- WHAT IS BEING ASKED: The entries should be given again so that each one matches the original exactly.

[Opening SOURCE INFORMATION section]

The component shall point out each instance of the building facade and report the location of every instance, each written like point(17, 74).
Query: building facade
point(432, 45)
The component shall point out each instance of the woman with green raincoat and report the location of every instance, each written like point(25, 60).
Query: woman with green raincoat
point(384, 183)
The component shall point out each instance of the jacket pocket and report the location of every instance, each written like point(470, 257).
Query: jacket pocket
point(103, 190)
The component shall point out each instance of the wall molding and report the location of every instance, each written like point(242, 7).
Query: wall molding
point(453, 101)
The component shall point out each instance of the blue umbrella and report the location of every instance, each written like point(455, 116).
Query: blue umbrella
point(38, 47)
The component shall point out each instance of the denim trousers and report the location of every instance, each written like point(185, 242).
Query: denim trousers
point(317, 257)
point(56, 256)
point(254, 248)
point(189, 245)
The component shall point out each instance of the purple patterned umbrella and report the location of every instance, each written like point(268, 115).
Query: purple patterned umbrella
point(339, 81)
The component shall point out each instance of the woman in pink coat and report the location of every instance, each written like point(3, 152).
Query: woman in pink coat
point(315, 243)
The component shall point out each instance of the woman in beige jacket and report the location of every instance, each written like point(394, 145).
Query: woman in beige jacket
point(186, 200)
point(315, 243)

[Closing SOURCE INFORMATION section]

- RESPONSE TO THE EXERCISE:
The component shall point out each instance of the building facade and report the location of every instance, each written like point(17, 74).
Query: building facade
point(432, 45)
The component shall point out each instance of the woman with green raincoat and report the location of every instance, each written like point(25, 60).
Query: woman with green raincoat
point(384, 183)
The component shall point out each instance of the jacket pocket and report the location of every instance, each written like point(470, 257).
Query: jacket pocket
point(103, 190)
The component shall point out each instance of the wall molding and report the location of every instance, each written like point(242, 7).
Query: wall molding
point(453, 101)
The component shall point out each instance of the blue umbrella and report the location of every instance, each written like point(455, 116).
Query: blue umbrella
point(38, 47)
The component shall point out each instance of the denim trousers and report the location of every instance, each written like point(185, 242).
Query: denim trousers
point(317, 257)
point(56, 256)
point(254, 248)
point(189, 245)
The component shall point out each instance of the purple patterned umbrella and report the location of every instance, each written like point(268, 115).
Query: purple patterned umbrella
point(339, 81)
The component shall point out each instance of the woman in pink coat and report the location of every instance, each written like point(3, 152).
Query: woman in pink coat
point(315, 243)
The component shall point out each instance of the woman in beige jacket and report the location of every instance, each written like point(394, 145).
Query: woman in beige jacket
point(186, 200)
point(315, 243)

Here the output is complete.